Excerpt provided —
On Fri, Apr 24, 2015 at 07:04:49PM -0400, Cody P Schafer wrote:
> 
> So in posix I'd do something like the following (buffer fullness &
> error checking omitted):
> 
> int b_fd = open_and_configure_port_as_blocking();
> uint8_t buf[1024];
> size_t used = 0;
> for (;;) {
>     ssize_t r = read(b_fd, buf + used, sizeof(buf) - used);
>     /* scan for 'X', if found break */
>     if (memchr(buf + used, 'X', r))
>        break;
>     used += r;
> }

I get the impression here that you're relying not just on the read()
blocking indefinitely until the first byte appears, but also on
returning not long after that, despite having read much fewer than the
1024 bytes in the initial request.

POSIX requires the former, but merely permits the latter. A different
implementation would be entirely justified in blocking until 1024 bytes
had been received, unless you set the termios VTIME value to specify a
timeout. You're depending on the fact that on the system you're using 
happens to have a default there that suits you (I think 0.1 seconds is
common), or that the serial driver has an internal timeout that has the
same effect.

So this code as shown can't be relied on, even on POSIX. And the "block
until first byte, then start the timeout" semantics aren't available on
other systems (e.g. Windows), so it's not a portable idiom.

Also to get those semantics, you need to open the port without
O_NONBLOCK, which has the side effect that it's impossible to then make
any non-blocking read/write calls later without closing and reopening
the port.

Rather than wanting the primitives to work like those on a given system
in a given mode, I think it's much clearer to express what you actually
want:

1. A blocking wait until a byte is received, followed by
2. A blocking read of bytes received up to some timeout after that.

And the way to express that in libserialport seems logical enough to me:

1. sp_wait(&set_with_rx_ready_event, 0);
2. sp_blocking_read(buf, length, your_preferred_timeout);

Which is almost what you have in your following example:

> With libserialport to get the same behaviour I need to:
> 
> struct sp_port *p = open_and_configure_port();
> uint8_t buf[1024];
> size_t used = 0;
> struct sp_event_set *ev;
> sp_new_event_set(&ev);
> sp_add_port_events(ev, p, SP_EVENT_RX_READY);
> for (;;) {
>     sp_wait(ev, 0);
>     sp_nonblocking_read(p, buf + used, sizeof(buf) - used);
>     /* scan for 'X', if found break */
>     if (memchr(buf + used, 'X', r))

Description of the task —
Answer these questions about the serial-port message above:
(a) Which termios value does the message say sets a timeout on a read?
(b) Without which flag must the port be opened to get the "block until first byte, then start the timeout" semantics?
(c) Which two libserialport functions does the message propose for expressing the wait and the read?

Information given —
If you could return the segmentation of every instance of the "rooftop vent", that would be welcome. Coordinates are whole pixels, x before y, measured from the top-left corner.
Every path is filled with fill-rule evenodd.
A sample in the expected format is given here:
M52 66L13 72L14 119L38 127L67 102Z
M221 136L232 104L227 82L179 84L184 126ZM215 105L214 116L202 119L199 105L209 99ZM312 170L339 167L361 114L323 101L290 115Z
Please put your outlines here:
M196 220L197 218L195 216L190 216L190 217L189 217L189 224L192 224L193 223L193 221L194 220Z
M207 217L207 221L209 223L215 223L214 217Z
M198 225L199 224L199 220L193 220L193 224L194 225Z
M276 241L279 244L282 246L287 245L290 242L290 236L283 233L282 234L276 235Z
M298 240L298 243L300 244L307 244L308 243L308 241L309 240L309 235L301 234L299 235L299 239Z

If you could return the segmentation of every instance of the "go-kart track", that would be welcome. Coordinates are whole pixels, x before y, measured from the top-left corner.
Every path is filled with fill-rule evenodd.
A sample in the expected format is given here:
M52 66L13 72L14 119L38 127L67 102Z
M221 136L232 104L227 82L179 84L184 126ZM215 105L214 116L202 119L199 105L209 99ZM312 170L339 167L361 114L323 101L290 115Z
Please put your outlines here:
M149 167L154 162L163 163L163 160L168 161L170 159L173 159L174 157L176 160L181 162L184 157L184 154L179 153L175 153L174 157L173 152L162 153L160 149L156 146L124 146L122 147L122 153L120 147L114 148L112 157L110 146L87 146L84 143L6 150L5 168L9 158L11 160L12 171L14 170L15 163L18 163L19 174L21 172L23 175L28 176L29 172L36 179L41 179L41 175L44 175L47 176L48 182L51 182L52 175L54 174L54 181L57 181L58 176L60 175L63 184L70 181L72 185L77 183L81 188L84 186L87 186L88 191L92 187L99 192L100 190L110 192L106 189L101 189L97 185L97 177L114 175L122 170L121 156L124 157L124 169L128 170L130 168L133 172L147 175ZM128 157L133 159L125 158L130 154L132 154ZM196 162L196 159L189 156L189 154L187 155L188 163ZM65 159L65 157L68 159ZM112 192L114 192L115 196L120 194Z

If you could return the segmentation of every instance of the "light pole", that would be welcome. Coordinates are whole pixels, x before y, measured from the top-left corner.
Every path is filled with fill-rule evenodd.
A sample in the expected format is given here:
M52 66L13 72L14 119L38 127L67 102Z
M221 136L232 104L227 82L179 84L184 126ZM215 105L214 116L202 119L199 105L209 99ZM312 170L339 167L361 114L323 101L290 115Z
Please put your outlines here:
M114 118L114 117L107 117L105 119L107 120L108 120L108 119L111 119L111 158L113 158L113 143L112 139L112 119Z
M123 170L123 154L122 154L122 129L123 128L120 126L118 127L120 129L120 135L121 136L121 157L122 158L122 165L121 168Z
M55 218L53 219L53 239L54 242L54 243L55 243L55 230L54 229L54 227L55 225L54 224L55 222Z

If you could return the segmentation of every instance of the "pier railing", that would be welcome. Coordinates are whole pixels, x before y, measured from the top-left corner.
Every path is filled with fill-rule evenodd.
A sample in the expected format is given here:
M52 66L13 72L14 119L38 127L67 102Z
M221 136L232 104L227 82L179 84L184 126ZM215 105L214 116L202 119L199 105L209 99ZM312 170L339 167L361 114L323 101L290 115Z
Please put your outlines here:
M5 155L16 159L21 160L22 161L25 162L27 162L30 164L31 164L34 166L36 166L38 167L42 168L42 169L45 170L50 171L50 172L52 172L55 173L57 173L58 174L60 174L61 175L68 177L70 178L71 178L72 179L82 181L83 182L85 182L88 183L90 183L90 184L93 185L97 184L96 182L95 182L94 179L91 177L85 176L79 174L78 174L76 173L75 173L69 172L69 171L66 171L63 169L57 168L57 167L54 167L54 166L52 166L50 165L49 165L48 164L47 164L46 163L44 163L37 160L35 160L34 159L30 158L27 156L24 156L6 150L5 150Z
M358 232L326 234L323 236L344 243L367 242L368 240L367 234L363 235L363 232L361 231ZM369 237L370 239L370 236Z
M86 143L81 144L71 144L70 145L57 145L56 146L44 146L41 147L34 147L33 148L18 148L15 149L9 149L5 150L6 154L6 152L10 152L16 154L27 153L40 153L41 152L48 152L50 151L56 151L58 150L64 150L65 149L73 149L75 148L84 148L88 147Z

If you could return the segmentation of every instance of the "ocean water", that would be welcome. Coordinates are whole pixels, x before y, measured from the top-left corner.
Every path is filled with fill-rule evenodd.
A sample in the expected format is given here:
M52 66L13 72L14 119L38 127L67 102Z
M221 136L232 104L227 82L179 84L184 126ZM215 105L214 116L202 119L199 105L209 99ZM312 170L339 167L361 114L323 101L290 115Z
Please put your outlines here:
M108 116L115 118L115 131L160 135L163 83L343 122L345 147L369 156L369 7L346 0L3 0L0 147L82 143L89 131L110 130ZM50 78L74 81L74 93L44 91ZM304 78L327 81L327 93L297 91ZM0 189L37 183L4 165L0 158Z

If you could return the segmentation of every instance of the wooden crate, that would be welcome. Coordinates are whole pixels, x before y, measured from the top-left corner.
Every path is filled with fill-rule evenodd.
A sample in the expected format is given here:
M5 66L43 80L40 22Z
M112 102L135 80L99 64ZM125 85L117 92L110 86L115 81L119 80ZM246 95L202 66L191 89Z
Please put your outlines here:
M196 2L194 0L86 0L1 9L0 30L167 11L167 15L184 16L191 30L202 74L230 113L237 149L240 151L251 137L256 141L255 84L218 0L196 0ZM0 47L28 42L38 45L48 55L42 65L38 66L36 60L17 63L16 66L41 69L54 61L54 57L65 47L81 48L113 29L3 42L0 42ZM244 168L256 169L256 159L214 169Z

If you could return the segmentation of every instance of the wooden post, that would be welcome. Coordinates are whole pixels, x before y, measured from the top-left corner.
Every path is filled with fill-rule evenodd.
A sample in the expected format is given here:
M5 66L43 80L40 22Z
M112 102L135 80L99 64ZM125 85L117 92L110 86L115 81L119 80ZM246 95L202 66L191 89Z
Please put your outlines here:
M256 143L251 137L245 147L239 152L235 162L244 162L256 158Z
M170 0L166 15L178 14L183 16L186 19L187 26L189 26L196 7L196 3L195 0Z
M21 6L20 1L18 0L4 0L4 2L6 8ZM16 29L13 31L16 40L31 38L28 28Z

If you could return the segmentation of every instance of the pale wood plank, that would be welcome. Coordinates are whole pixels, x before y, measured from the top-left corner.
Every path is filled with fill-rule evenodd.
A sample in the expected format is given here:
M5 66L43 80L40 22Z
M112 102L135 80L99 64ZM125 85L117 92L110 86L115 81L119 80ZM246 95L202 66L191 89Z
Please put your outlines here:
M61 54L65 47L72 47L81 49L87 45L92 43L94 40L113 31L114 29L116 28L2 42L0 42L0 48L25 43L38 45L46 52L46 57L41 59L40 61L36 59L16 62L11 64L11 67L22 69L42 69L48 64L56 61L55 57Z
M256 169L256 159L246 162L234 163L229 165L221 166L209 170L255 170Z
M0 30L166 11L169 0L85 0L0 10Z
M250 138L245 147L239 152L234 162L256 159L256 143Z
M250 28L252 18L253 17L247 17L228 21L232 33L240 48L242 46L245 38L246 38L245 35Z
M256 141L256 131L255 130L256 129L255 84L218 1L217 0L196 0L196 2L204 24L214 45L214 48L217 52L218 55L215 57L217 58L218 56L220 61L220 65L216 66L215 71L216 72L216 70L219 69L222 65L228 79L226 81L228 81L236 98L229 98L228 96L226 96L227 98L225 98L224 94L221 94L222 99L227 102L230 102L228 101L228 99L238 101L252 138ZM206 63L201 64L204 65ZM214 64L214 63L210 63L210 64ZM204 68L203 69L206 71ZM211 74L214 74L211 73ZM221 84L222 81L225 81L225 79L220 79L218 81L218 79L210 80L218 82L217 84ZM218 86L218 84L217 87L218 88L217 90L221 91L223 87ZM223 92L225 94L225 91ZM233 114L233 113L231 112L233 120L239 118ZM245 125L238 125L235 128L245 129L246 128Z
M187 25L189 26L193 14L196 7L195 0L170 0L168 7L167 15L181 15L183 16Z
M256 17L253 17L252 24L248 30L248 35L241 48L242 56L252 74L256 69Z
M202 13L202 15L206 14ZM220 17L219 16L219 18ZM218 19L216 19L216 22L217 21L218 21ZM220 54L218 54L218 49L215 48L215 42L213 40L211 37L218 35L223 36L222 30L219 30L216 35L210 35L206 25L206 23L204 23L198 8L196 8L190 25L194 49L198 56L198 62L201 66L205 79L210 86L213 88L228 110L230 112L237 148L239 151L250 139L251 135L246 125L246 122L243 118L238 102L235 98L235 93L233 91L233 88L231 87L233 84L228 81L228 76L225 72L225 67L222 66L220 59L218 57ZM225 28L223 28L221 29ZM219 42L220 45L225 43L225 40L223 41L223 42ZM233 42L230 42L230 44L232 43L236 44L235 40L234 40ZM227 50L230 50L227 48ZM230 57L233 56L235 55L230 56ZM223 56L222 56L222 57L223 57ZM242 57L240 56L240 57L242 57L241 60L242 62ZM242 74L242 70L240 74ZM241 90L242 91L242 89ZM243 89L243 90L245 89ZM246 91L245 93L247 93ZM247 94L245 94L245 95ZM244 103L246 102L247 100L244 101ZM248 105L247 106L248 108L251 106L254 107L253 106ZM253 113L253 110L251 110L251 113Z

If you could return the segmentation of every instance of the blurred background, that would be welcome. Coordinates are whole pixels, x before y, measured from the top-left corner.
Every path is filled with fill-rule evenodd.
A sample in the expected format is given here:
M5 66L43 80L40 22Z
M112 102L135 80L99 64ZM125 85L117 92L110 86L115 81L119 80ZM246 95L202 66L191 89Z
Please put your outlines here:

Output of the task —
(a) VTIME
(b) O_NONBLOCK
(c) sp_wait and sp_blocking_read